Problem to solve. Rewrite the listing below, replacing every "Target" with "Object" and keeping everything else the same. Omit the pictures from your version.
== Data entries ==
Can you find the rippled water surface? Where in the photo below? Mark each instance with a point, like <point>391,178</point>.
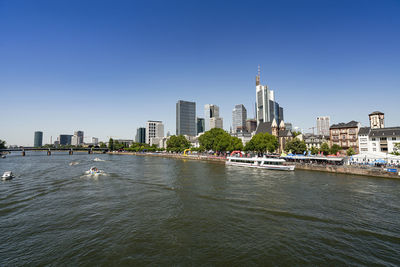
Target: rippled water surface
<point>159,211</point>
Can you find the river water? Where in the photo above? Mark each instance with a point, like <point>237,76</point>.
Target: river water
<point>161,211</point>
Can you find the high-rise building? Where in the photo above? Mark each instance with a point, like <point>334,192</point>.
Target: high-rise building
<point>200,125</point>
<point>266,108</point>
<point>216,123</point>
<point>95,141</point>
<point>377,120</point>
<point>79,135</point>
<point>185,118</point>
<point>239,117</point>
<point>251,125</point>
<point>65,139</point>
<point>154,129</point>
<point>38,139</point>
<point>140,135</point>
<point>210,111</point>
<point>323,124</point>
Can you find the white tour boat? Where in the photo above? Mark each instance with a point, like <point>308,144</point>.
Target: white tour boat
===
Correct answer.
Can you find the rippled water surface? Where in the photo below? Mark each instance with a point, like <point>391,178</point>.
Object: rippled water surface
<point>159,211</point>
Can you find the river water? Where in the photo above? Mark each instance with a point, like <point>237,76</point>.
Object: river water
<point>161,211</point>
Can you find the high-rise building? Where in the photo above? Mark each instance with a point, like <point>334,192</point>.
Object: high-rise building
<point>200,125</point>
<point>266,108</point>
<point>216,123</point>
<point>95,141</point>
<point>377,120</point>
<point>79,135</point>
<point>185,118</point>
<point>239,117</point>
<point>251,125</point>
<point>65,139</point>
<point>154,129</point>
<point>38,139</point>
<point>140,135</point>
<point>210,111</point>
<point>323,124</point>
Can you find the white tour boat? Where in the photo above? Mark each instance with a point, like <point>308,144</point>.
Object: white tour boat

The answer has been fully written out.